--- begin Text shown ---

For the coming academic year, I offer several projects.  The two projects briefly described below should be seen as examples.
If you have any idea of your own concerning an area in which you would like to do research, just come to see me. (If after reading this page you haven't got a clue what the projects are all about, then coming to see me would be also a clever move.) You are encouraged to have a look at the PG topics to see where you might be going and start thinking about your research future in long-term categories.

Title: The sliding-plate problem

Number of credits: 40

Prerequisites: MSM3A03,  MSM3A04

Description: The project is dealing with a model flow where the conventional approach of fluid mechanics leads to physically unacceptable singularities. The essence of the problem is that the process of displacement of a viscous liquid from one solid plate by another cannot be adequately described in the framework of the standard fluid-mechanical formulation: the distribution of viscous stress along the solid planes is nonintegrably singular leading to an infinite force between the liquid and the solids. Clearly, this infinite force would not allow the solid planes to move, whilst in experiments, as we know from our everyday experience, they do move quite freely. Similar issues emerge in dynamic wetting, fluid motions with topological transitions of flow domains and some other problems which are of fundamental academic as well as industrial importance. The goal of the project is to consider the problem in the framework of both (a) the standard model and (b) an alternative theory where the singularity can be removed. You are expected to be able to read and analyse (naturally, with as much help from me as is necessary) current scientific literature and be interested in the fundamentals of continuum-mechanical modelling.
 

Title: High-frequency oscillations of a microbubble

Number of credits: 40

Prerequisites: MSM3A03, MSM3A04

Description: The nucleation of bubbles and their subsequent evolution is a key element in the dynamics of boiling and a number of other applications.  The general area of bubble dynamics is well developed and remains the subject of intensive theoretical and experimental research.  However, the very transition in the topology of the flow domain as the bubble appears and its dynamic consequences are poorly understood.  In particular, the large surface-to-volume ratio characteristic of microbubbles makes their dynamics different from that of macroscopic bubbles considered in a number of works.  The objective of the project is to understand peculiarities of this dynamics and possible ways of their experimental investigation.

--- end Text shown ---
--- begin Dataset rows ---

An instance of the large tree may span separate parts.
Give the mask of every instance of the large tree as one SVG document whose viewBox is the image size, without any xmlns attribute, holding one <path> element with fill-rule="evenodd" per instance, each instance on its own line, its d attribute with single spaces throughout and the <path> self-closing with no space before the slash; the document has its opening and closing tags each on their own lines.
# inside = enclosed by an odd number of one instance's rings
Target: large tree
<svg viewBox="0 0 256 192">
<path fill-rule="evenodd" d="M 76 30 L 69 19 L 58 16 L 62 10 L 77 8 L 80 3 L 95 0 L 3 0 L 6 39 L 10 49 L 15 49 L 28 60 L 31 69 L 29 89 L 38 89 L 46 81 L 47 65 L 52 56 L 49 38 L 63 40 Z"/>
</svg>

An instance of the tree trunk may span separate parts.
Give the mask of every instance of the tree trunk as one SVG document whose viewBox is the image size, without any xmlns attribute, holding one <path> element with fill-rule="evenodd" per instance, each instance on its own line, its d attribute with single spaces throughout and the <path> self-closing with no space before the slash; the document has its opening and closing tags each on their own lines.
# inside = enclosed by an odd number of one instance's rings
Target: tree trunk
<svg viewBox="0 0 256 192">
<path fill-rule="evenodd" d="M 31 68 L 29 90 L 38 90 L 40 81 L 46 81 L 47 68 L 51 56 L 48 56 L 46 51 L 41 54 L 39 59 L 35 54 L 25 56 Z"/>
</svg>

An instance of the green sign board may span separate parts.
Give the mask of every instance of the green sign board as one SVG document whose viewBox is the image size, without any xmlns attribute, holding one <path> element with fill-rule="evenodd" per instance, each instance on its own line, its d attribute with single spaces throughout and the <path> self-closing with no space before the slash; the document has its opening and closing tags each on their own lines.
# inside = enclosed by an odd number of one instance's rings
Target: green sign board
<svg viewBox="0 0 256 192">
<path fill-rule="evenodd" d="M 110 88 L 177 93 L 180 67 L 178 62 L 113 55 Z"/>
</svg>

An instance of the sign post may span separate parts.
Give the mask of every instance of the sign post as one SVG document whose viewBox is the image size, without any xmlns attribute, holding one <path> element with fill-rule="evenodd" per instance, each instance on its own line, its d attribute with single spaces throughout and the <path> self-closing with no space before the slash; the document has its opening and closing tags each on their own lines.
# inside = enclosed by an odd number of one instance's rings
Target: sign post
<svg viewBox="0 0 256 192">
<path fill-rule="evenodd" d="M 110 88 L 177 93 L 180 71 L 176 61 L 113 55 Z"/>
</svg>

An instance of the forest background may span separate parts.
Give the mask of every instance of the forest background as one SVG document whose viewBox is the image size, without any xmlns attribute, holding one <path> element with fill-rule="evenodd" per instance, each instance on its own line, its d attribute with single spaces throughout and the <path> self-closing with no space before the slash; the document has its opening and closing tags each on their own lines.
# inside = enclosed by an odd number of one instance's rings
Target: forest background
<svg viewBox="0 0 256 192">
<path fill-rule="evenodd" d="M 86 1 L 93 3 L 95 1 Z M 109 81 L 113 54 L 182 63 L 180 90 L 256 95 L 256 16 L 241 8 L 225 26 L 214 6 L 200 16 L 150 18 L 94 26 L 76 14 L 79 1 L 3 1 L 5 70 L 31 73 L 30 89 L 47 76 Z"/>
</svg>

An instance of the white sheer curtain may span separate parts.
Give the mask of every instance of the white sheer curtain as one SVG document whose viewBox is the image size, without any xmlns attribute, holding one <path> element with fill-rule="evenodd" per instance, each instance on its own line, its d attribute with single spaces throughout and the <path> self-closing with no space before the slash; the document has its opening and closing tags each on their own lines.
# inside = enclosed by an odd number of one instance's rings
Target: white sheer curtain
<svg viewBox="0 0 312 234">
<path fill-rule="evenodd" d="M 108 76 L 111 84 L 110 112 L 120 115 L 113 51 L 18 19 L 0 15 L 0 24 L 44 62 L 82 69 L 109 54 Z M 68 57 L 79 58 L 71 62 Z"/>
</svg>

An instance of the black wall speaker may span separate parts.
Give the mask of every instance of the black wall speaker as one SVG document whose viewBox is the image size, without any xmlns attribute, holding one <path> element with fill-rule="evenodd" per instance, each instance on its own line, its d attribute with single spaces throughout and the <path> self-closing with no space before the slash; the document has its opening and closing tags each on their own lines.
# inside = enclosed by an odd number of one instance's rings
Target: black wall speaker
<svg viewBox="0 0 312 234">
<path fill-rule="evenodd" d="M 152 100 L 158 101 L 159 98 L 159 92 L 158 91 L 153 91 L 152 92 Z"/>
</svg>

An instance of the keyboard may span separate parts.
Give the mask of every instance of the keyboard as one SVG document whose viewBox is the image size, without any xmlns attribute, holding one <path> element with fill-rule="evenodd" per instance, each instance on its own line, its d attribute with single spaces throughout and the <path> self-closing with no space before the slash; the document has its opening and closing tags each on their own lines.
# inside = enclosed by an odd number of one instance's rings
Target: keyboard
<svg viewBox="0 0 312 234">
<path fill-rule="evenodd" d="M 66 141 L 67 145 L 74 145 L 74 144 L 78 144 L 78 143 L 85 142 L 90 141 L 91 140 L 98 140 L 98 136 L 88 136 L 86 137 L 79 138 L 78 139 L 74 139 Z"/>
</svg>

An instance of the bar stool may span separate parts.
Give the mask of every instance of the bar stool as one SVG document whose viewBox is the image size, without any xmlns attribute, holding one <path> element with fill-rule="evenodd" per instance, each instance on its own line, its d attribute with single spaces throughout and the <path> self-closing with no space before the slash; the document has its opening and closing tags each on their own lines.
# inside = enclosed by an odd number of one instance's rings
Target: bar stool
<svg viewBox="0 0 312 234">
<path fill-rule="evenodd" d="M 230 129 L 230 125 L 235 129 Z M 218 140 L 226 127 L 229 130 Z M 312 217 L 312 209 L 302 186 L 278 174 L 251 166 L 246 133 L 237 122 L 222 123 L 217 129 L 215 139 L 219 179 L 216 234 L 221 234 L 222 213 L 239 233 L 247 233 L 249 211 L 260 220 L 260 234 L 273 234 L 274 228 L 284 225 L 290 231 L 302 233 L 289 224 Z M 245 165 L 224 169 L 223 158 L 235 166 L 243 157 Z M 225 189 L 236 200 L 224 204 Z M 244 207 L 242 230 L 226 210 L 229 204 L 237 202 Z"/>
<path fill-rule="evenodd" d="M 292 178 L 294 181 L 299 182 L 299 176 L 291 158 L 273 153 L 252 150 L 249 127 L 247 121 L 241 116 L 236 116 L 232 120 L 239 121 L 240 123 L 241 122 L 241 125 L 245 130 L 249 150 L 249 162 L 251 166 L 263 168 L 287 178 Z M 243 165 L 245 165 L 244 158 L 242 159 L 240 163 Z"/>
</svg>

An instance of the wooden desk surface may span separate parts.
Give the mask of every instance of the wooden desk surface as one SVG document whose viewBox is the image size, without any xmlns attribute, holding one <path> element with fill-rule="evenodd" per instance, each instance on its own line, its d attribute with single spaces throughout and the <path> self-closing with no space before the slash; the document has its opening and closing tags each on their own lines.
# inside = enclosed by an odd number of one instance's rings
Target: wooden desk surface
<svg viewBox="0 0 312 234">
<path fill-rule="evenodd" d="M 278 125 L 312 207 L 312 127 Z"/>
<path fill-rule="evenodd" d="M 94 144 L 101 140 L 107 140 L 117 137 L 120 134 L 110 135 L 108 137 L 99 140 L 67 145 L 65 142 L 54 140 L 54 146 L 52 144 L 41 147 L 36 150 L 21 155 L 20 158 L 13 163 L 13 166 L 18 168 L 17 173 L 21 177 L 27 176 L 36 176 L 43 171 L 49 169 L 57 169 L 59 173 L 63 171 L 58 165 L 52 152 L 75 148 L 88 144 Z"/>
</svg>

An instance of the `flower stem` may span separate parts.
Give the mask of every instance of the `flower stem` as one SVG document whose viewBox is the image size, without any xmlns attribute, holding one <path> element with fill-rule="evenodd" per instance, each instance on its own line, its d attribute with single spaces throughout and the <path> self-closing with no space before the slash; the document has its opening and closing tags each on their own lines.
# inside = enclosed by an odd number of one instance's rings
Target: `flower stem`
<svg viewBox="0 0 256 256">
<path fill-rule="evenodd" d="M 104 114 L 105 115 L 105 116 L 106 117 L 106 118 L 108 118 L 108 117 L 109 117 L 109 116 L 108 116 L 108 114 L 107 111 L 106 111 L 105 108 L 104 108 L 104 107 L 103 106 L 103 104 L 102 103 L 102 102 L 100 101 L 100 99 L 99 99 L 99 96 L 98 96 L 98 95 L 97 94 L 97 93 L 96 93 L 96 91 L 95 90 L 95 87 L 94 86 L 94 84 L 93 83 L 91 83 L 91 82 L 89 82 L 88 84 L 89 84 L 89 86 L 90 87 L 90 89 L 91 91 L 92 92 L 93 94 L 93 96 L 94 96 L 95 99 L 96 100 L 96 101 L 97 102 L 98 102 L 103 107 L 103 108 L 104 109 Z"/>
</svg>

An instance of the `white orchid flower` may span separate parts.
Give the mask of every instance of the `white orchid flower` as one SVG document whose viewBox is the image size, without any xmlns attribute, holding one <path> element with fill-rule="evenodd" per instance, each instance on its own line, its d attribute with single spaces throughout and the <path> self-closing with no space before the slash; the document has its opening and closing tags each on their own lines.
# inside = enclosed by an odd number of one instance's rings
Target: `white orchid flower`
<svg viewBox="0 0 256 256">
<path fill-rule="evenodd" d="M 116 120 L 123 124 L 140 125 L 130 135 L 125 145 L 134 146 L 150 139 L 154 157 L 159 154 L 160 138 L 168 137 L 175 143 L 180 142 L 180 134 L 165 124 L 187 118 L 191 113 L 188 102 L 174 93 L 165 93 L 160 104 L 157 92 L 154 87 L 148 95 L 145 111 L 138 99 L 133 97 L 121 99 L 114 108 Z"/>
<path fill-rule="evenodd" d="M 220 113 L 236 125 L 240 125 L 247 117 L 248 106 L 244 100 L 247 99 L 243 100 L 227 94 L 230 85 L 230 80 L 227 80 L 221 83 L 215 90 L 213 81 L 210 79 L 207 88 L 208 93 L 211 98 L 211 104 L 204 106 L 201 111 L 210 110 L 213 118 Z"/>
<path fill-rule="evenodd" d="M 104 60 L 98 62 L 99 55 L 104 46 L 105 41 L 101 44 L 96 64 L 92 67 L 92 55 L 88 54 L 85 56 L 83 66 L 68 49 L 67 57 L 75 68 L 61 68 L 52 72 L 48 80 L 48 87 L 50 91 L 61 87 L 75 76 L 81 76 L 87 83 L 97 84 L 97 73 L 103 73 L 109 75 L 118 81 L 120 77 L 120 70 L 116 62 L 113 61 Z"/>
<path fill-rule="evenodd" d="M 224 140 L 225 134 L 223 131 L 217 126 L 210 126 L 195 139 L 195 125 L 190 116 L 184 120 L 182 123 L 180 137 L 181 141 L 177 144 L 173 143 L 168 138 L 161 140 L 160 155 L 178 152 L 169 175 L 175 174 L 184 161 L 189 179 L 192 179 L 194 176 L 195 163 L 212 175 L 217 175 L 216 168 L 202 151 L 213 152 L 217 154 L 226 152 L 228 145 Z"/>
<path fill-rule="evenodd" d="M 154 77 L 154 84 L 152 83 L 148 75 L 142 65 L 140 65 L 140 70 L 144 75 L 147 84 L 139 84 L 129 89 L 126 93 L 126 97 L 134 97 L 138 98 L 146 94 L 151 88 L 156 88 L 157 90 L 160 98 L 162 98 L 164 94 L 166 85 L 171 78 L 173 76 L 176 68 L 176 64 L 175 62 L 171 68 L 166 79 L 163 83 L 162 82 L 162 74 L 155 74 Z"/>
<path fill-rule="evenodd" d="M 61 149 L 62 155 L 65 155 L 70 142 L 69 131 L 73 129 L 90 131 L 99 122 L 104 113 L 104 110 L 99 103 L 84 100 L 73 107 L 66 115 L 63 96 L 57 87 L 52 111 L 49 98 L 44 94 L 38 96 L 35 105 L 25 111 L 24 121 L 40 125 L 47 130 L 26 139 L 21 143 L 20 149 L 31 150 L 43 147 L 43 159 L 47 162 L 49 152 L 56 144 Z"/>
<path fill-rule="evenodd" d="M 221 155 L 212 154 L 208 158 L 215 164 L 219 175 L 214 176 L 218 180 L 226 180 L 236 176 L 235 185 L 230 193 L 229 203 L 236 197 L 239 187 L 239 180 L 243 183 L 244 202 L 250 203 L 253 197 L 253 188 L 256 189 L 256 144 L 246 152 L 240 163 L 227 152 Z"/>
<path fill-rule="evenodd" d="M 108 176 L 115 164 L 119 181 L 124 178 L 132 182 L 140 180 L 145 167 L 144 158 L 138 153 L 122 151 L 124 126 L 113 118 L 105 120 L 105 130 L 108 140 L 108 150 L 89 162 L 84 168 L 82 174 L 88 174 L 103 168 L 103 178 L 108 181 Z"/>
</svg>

--- end Dataset rows ---

List of tasks –
1. Reproduce the passage of the project descriptions between "Title: High-frequency oscillations" and "their experimental investigation.", inclusive.
2. According to the project descriptions, what makes the dynamics of microbubbles different from that of macroscopic bubbles?

The results –
1.
Title: High-frequency oscillations of a microbubble

Number of credits: 40

Prerequisites: MSM3A03, MSM3A04

Description: The nucleation of bubbles and their subsequent evolution is a key element in the dynamics of boiling and a number of other applications.  The general area of bubble dynamics is well developed and remains the subject of intensive theoretical and experimental research.  However, the very transition in the topology of the flow domain as the bubble appears and its dynamic consequences are poorly understood.  In particular, the large surface-to-volume ratio characteristic of microbubbles makes their dynamics different from that of macroscopic bubbles considered in a number of works.  The objective of the project is to understand peculiarities of this dynamics and possible ways of their experimental investigation.

2. Their large surface-to-volume ratio.